RESIDENTS of Juneau brag that their town is the most beautiful capital city in America, and they have a strong argument. Juneau is inside the Tongass National Forest, part of the world’s largest temperate rain forest. Old-growth groves and glaciers lie within the municipal limits, snow-capped mountains loom overhead, and whales and other marine wildlife are a short boat ride away. But despite Juneau’s overall utilitarian vibe, there’s more to the town’s appeal than natural beauty. Gold Rush-era buildings, art galleries, quality regional theater and fresh seafood make for pleasant companions to Juneau’s stunning surroundings.

Friday

3 p.m.

1) BACK TO THE ICE AGE

Nature beckons. But some preparations are required. On your way into town, stop at Western Auto-Marine (5165 Glacier Highway; 907-780-4909; www.westernautojuneau.com) for a pair of brown rubber, calf-high Xtra Tuf Boots, a must-have item in any Alaskan’s wardrobe (depending on whether you spring for the reinforced toes, they typically sell for $80 or $90). A good place to start your trek is the entrance to the Switzer Creek and Richard Marriott Trails (midway on Sunset Street). On the hillside, even ranks of evergreens give way to a hodge-podge of trees of different species, sizes and shapes. This change marks the boundary between second-growth timber on land logged decades ago, and an old-growth forest, untouched since the end of the last ice age. Hike up the trail — it’s not too strenuous — and discover for yourself why environmentalists are so keen to save these ancient woods, namely an amazingly rich variety of plant and animal life. There are hemlock and spruce, whose uneven canopy blocks winter snow, leaving plants like five-leaved bramble to feed deer and other animals through the winter. (Keep to the wooden planks at the base of the trail, and be glad you have your boots. The bog, or muskeg, is plenty wet.)

Available data

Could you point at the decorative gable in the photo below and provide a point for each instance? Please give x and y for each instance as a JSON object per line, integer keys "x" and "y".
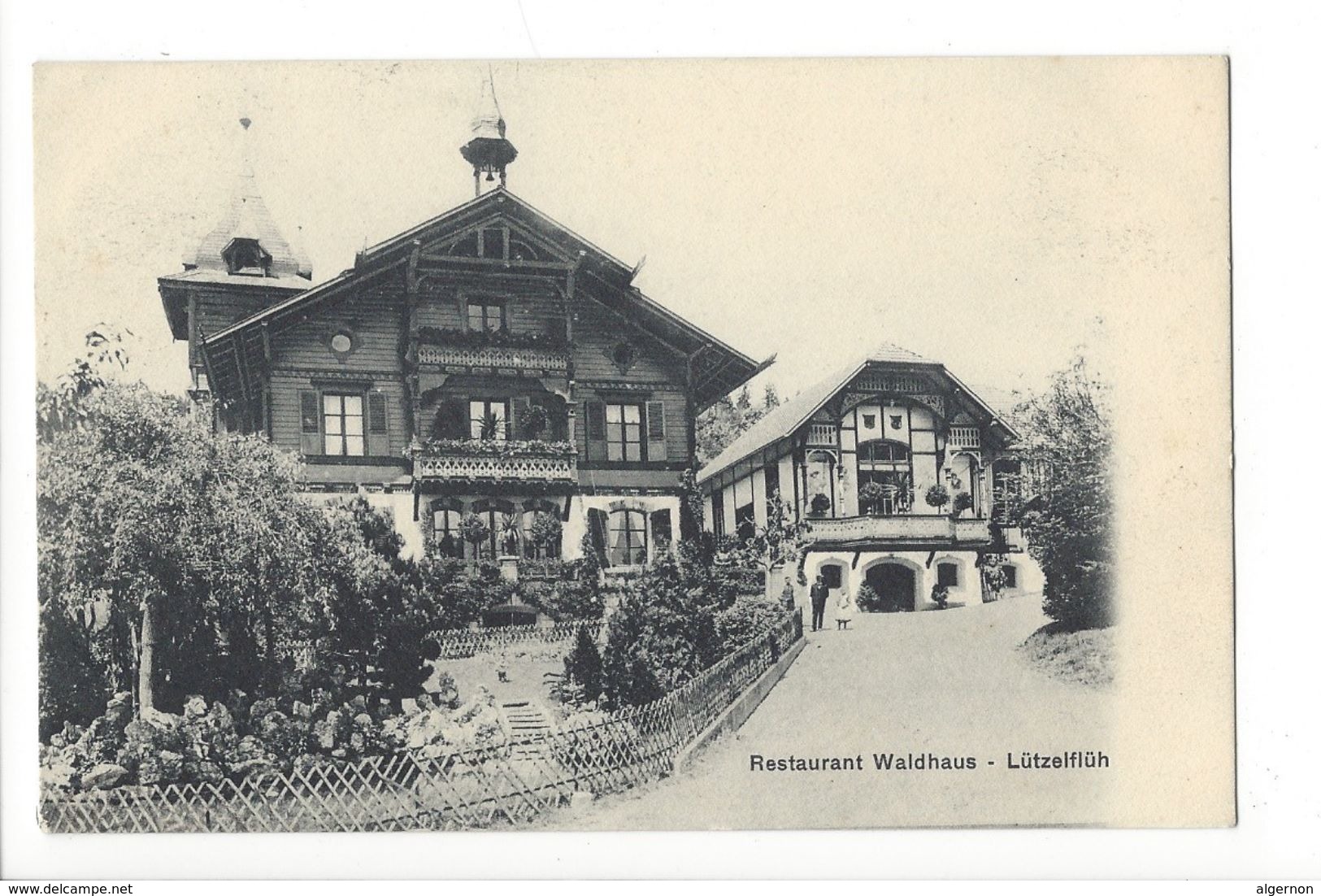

What is asked
1. Copy the Juneau passage word for word from "RESIDENTS of Juneau" up to and including "Juneau’s stunning surroundings.".
2. Extend the passage on Juneau, picking up after its final sentence.
This material was taken from a different source than the passage about Juneau.

Response list
1.
RESIDENTS of Juneau brag that their town is the most beautiful capital city in America, and they have a strong argument. Juneau is inside the Tongass National Forest, part of the world’s largest temperate rain forest. Old-growth groves and glaciers lie within the municipal limits, snow-capped mountains loom overhead, and whales and other marine wildlife are a short boat ride away. But despite Juneau’s overall utilitarian vibe, there’s more to the town’s appeal than natural beauty. Gold Rush-era buildings, art galleries, quality regional theater and fresh seafood make for pleasant companions to Juneau’s stunning surroundings.

2.
6:30 p.m.

2) FISH DON’T GET FRESHER

Locals say Juneau is not much of a restaurant town because so many people dine on fish they catch themselves. But when Juneau’s citizens want fish prepared for them, they head to the Hangar on the Wharf Pub & Grill (2 Marine Way; 907-586-5018; www.hangaronthewharf.com). The building’s exterior of plain blue clapboard isn’t designed to impress, but the restaurant’s harborside location offers dazzling views of the Gastineau Channel and the mountains of Douglas Island west of Downtown. There’s halibut on the menu, of course, and salmon (guaranteed wild-caught) and king crab. Seafood entrees range from $19 to $33. Enjoy your fish with a crisp, New Zealand sauvignon blanc or a bottle from the extensive craft beer list.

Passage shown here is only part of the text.